## Exercise material
----
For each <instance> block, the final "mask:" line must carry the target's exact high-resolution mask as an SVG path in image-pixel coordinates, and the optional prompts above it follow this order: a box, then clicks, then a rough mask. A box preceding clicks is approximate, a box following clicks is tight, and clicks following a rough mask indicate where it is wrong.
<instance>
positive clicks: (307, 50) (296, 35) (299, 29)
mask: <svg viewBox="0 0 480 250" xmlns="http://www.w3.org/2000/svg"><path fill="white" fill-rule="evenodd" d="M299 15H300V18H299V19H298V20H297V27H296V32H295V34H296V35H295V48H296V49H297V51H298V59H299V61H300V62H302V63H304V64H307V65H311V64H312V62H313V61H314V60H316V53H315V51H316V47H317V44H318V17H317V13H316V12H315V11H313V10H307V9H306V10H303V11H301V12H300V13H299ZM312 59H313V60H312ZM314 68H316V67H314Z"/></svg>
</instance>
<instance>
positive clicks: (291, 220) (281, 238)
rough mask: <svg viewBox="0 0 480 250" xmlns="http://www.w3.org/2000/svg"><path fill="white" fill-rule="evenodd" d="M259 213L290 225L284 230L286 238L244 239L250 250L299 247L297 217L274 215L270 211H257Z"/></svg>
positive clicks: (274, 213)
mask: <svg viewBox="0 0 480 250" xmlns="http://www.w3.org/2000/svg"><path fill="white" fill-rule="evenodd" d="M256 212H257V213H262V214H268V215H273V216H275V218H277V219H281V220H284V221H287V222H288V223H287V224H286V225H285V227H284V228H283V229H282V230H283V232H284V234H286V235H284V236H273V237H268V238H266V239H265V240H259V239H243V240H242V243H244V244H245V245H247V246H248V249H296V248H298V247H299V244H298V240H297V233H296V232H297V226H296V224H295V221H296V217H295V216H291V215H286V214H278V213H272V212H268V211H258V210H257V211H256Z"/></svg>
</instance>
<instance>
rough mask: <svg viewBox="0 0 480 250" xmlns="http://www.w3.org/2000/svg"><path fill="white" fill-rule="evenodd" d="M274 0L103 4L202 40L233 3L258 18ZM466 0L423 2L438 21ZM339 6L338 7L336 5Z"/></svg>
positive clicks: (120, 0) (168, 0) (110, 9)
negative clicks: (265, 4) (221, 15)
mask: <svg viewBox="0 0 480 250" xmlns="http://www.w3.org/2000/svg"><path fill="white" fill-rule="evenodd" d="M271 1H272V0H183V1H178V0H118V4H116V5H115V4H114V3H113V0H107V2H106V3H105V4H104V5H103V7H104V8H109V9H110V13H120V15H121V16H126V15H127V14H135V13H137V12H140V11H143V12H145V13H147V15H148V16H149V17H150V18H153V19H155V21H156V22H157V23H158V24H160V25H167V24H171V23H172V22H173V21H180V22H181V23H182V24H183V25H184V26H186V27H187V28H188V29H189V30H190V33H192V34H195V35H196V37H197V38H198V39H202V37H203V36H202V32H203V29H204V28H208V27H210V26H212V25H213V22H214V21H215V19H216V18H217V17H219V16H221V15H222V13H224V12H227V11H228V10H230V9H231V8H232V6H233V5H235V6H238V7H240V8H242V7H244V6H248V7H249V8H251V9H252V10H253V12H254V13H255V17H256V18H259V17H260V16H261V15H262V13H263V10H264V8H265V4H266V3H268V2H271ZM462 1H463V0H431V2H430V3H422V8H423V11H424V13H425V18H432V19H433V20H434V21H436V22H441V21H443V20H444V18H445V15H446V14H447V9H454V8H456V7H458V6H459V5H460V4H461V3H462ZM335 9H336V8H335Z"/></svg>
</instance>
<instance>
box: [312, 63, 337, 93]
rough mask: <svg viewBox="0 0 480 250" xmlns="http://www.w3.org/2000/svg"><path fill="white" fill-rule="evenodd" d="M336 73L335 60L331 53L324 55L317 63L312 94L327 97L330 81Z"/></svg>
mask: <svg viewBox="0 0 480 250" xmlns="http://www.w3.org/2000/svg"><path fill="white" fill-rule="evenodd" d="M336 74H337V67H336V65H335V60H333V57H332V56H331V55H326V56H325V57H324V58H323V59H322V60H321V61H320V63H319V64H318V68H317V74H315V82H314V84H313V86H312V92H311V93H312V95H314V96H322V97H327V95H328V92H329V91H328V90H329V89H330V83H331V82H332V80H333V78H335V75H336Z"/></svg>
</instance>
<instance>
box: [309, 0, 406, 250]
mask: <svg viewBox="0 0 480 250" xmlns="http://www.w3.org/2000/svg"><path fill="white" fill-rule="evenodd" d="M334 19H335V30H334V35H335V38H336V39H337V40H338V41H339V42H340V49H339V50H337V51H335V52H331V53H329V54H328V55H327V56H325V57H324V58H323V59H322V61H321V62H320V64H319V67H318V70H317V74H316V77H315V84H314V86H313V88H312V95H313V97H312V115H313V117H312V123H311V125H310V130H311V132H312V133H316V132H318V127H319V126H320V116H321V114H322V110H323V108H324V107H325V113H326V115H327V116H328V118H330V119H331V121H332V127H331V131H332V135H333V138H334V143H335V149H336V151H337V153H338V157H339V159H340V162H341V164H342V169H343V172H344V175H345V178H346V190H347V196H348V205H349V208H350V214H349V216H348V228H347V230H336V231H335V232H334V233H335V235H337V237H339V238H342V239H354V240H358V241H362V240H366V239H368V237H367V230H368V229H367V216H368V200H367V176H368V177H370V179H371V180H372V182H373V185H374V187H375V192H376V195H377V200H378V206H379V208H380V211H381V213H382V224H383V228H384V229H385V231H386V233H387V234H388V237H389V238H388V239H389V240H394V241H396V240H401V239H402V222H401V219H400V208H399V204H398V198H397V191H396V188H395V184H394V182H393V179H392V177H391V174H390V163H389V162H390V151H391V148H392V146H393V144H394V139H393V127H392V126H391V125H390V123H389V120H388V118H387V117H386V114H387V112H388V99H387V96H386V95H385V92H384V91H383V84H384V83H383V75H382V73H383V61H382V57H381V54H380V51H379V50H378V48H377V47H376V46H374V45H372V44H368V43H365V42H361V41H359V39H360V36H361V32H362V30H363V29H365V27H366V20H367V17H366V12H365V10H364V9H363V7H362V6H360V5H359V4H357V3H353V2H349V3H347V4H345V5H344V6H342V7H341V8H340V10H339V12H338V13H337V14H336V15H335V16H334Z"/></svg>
----
## Exercise requirements
The records above are to be transcribed exactly and completely.

## Response
For each <instance> block, the final "mask:" line must carry the target's exact high-resolution mask as an SVG path in image-pixel coordinates, and the optional prompts above it follow this order: a box, then clicks, then a rough mask. A box preceding clicks is approximate, a box following clicks is tight, and clicks following a rough mask indicate where it is wrong.
<instance>
positive clicks: (307, 50) (296, 35) (299, 29)
mask: <svg viewBox="0 0 480 250" xmlns="http://www.w3.org/2000/svg"><path fill="white" fill-rule="evenodd" d="M299 15H300V18H299V19H298V20H297V27H296V32H295V34H296V35H295V48H296V49H297V51H298V59H299V61H300V62H302V63H304V64H307V65H311V64H312V62H313V61H314V60H316V53H315V51H316V47H317V44H318V17H317V13H316V12H315V11H313V10H307V9H306V10H303V11H301V12H300V13H299ZM312 59H313V60H312ZM314 68H316V67H314Z"/></svg>
</instance>
<instance>
positive clicks: (291, 220) (281, 238)
rough mask: <svg viewBox="0 0 480 250" xmlns="http://www.w3.org/2000/svg"><path fill="white" fill-rule="evenodd" d="M259 213L290 225L284 230L286 238L244 239L250 250L299 247L297 217L274 215L270 211H257Z"/></svg>
positive clicks: (274, 213)
mask: <svg viewBox="0 0 480 250" xmlns="http://www.w3.org/2000/svg"><path fill="white" fill-rule="evenodd" d="M256 212H257V213H262V214H268V215H273V216H275V218H277V219H281V220H284V221H287V222H288V223H287V224H286V225H285V227H284V228H283V229H282V230H283V232H284V234H286V235H284V236H273V237H268V238H266V239H265V240H259V239H243V240H242V243H244V244H245V245H247V246H248V249H296V248H298V247H299V244H298V240H297V233H296V232H297V226H296V224H295V221H296V217H295V216H291V215H286V214H278V213H272V212H268V211H258V210H257V211H256Z"/></svg>
</instance>
<instance>
rough mask: <svg viewBox="0 0 480 250" xmlns="http://www.w3.org/2000/svg"><path fill="white" fill-rule="evenodd" d="M274 0L103 4L202 40L233 3L258 18ZM466 0L423 2L438 21ZM339 6L338 7L336 5Z"/></svg>
positive clicks: (120, 0) (168, 0) (110, 9)
negative clicks: (265, 4) (221, 15)
mask: <svg viewBox="0 0 480 250" xmlns="http://www.w3.org/2000/svg"><path fill="white" fill-rule="evenodd" d="M271 1H272V0H183V1H178V0H118V4H116V5H115V4H114V3H113V0H107V2H106V3H105V4H104V5H103V7H104V8H109V9H110V13H120V15H121V16H126V15H127V14H135V13H137V12H140V11H143V12H145V13H147V15H148V16H149V17H150V18H153V19H155V21H156V22H157V23H158V24H160V25H167V24H171V23H172V22H173V21H180V22H181V23H182V24H183V25H184V26H186V27H187V28H188V29H189V30H190V33H192V34H195V35H196V37H197V38H198V39H202V37H203V36H202V32H203V29H204V28H208V27H210V26H212V25H213V22H214V21H215V19H216V18H217V17H219V16H221V15H222V13H224V12H227V11H228V10H230V9H231V8H232V6H233V5H235V6H238V7H240V8H242V7H244V6H248V7H249V8H251V9H252V10H253V12H254V13H255V17H256V18H259V17H260V16H261V15H262V13H263V10H264V8H265V4H266V3H268V2H271ZM462 1H463V0H431V2H430V3H422V8H423V11H424V13H425V18H432V19H433V20H434V21H436V22H441V21H443V20H444V18H445V15H446V14H447V9H454V8H456V7H458V6H459V5H460V4H461V3H462ZM335 9H336V8H335Z"/></svg>
</instance>
<instance>
box: [312, 63, 337, 93]
rough mask: <svg viewBox="0 0 480 250" xmlns="http://www.w3.org/2000/svg"><path fill="white" fill-rule="evenodd" d="M336 73L335 60L331 53L324 55L317 63L312 94L327 97L330 81Z"/></svg>
mask: <svg viewBox="0 0 480 250" xmlns="http://www.w3.org/2000/svg"><path fill="white" fill-rule="evenodd" d="M336 74H337V67H336V65H335V60H333V57H332V56H331V55H326V56H325V57H324V58H323V59H322V60H321V61H320V63H319V64H318V68H317V74H315V82H314V84H313V86H312V92H311V93H312V95H314V96H322V97H327V95H328V92H329V91H328V90H329V89H330V83H331V82H332V80H333V78H335V75H336Z"/></svg>
</instance>
<instance>
box: [309, 0, 406, 250]
mask: <svg viewBox="0 0 480 250" xmlns="http://www.w3.org/2000/svg"><path fill="white" fill-rule="evenodd" d="M334 19H335V30H334V35H335V38H336V39H337V40H338V41H339V42H340V49H339V50H337V51H335V52H331V53H329V54H328V55H327V56H325V57H324V58H323V59H322V61H321V62H320V64H319V67H318V70H317V74H316V77H315V84H314V86H313V88H312V95H313V97H312V115H313V117H312V123H311V125H310V130H311V132H312V133H316V132H318V127H319V126H320V116H321V114H322V110H323V108H324V107H325V113H326V115H327V116H328V118H330V119H331V121H332V127H331V131H332V135H333V138H334V143H335V149H336V151H337V153H338V157H339V159H340V162H341V164H342V169H343V172H344V175H345V178H346V190H347V196H348V205H349V208H350V214H349V216H348V228H347V230H336V231H335V232H334V233H335V235H337V237H339V238H342V239H354V240H358V241H362V240H366V239H368V237H367V230H368V229H367V216H368V200H367V176H368V177H370V179H371V180H372V182H373V185H374V187H375V192H376V195H377V200H378V206H379V208H380V211H381V213H382V224H383V228H384V229H385V231H386V233H387V234H388V237H389V238H388V239H389V240H394V241H396V240H401V239H402V222H401V219H400V208H399V204H398V198H397V191H396V188H395V184H394V182H393V179H392V177H391V174H390V163H389V162H390V151H391V148H392V146H393V144H394V139H393V127H392V126H391V125H390V123H389V120H388V118H387V117H386V114H387V112H388V99H387V96H386V95H385V92H384V91H383V84H384V83H383V75H382V73H383V61H382V57H381V54H380V51H379V50H378V48H377V47H376V46H374V45H372V44H368V43H365V42H361V41H359V39H360V36H361V32H362V30H363V29H365V27H366V20H367V17H366V12H365V10H364V9H363V7H362V6H360V5H359V4H357V3H353V2H349V3H347V4H345V5H344V6H342V7H341V8H340V10H339V12H338V13H337V14H336V15H335V16H334Z"/></svg>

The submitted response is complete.